WHAT IS EXPECTED: Please give back, word for word, each line from the start of the entries through the one in which "positive clicks: (208, 600)" is found.

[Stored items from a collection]
-- -- --
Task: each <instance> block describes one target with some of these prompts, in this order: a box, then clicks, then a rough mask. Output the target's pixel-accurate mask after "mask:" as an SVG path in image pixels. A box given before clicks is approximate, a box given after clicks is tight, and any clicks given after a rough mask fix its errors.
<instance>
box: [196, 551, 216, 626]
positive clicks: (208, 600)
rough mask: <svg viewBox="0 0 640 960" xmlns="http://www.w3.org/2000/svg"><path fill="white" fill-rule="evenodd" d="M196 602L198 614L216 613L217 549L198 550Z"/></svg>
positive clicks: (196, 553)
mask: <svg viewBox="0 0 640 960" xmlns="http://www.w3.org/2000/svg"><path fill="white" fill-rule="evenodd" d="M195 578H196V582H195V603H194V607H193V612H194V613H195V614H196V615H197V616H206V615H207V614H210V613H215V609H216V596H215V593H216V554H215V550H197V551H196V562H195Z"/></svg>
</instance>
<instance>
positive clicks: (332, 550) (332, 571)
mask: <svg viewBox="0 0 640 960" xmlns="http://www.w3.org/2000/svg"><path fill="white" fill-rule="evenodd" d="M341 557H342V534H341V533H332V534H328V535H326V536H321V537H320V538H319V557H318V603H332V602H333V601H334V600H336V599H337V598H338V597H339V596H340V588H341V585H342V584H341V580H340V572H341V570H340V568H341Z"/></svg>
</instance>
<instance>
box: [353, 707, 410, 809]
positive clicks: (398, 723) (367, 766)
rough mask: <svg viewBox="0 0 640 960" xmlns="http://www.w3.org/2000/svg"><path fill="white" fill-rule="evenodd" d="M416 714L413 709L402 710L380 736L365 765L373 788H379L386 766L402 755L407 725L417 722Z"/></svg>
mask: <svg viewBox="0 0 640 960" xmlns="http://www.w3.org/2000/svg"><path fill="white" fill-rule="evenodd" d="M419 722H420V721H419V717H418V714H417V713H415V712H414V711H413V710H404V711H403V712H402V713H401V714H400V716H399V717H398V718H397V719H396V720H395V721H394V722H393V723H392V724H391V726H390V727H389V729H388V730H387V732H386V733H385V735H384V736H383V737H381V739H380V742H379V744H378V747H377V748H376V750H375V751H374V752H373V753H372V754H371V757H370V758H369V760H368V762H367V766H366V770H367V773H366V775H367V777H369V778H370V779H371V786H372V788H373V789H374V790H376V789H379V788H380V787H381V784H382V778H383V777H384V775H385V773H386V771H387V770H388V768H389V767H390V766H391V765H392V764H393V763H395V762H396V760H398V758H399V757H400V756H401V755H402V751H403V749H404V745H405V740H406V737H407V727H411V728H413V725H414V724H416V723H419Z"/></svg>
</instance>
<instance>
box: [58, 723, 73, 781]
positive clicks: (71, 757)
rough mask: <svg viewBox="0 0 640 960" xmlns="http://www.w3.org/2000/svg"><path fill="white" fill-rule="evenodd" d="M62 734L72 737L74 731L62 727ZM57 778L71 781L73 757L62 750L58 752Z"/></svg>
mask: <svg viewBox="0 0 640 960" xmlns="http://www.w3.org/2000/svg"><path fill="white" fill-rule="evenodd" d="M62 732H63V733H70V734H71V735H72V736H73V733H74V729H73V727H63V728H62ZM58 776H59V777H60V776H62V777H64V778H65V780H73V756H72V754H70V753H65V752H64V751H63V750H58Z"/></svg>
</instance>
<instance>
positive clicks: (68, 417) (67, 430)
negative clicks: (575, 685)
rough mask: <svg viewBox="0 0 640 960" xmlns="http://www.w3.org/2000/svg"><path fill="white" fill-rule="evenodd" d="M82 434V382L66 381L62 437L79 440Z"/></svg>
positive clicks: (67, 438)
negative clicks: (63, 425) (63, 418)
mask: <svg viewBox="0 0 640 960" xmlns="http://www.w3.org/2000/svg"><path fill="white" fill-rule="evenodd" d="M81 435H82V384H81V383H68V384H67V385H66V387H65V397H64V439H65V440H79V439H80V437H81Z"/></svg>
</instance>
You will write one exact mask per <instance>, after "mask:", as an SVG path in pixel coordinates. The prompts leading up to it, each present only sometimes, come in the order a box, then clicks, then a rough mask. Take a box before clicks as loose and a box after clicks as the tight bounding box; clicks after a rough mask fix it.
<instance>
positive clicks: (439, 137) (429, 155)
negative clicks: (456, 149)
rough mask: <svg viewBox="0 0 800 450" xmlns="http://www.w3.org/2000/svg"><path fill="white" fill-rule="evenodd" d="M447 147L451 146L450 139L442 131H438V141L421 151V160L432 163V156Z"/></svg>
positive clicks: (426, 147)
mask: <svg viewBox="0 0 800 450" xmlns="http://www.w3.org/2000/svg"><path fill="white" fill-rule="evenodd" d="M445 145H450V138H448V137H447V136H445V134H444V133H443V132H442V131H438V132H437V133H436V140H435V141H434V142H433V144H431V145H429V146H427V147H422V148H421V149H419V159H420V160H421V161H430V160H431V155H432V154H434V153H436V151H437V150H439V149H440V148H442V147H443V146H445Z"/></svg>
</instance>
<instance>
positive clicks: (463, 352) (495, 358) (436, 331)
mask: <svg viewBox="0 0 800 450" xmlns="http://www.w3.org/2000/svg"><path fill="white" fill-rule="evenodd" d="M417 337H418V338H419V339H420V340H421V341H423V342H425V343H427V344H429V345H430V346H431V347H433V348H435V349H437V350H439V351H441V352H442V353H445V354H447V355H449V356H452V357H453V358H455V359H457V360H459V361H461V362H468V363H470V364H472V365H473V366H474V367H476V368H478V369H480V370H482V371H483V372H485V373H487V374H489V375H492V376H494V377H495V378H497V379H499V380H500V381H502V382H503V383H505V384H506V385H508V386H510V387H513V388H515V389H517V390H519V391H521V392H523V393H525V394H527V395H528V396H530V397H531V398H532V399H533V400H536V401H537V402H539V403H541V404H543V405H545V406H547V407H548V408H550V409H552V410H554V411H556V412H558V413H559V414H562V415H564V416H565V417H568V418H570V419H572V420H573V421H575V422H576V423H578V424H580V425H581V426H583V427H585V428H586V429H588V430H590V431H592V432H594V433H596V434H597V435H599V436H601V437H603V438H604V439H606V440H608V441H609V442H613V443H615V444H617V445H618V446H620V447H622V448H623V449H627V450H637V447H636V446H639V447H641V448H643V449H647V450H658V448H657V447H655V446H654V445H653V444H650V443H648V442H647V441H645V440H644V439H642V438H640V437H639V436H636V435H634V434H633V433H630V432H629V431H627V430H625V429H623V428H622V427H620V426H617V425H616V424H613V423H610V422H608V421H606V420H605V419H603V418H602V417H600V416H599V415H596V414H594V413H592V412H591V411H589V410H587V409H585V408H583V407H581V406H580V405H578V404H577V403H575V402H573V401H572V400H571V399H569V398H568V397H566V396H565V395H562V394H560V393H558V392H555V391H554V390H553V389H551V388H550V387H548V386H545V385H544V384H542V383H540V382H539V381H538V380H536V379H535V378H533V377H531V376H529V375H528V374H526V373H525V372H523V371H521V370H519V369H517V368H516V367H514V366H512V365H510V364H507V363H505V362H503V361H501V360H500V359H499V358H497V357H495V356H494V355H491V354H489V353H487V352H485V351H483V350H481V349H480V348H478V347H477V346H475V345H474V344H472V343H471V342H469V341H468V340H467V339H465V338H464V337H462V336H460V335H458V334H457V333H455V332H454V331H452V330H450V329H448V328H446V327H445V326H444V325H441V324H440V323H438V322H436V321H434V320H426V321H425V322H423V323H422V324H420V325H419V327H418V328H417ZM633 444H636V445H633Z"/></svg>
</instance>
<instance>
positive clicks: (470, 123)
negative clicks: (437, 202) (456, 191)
-- -- --
WRITTEN RESPONSE:
Task: each <instance> block describes one target with some of these prompts, in this order: a box, then clicks, then a rough mask. Output the target's pixel-accurate mask after "mask:" as an SVG path in image pixels. A box given before clicks is approximate, a box given after clicks is tight, and any clicks given after a rough mask fix its errors.
<instance>
box: [196, 551, 216, 626]
positive clicks: (208, 600)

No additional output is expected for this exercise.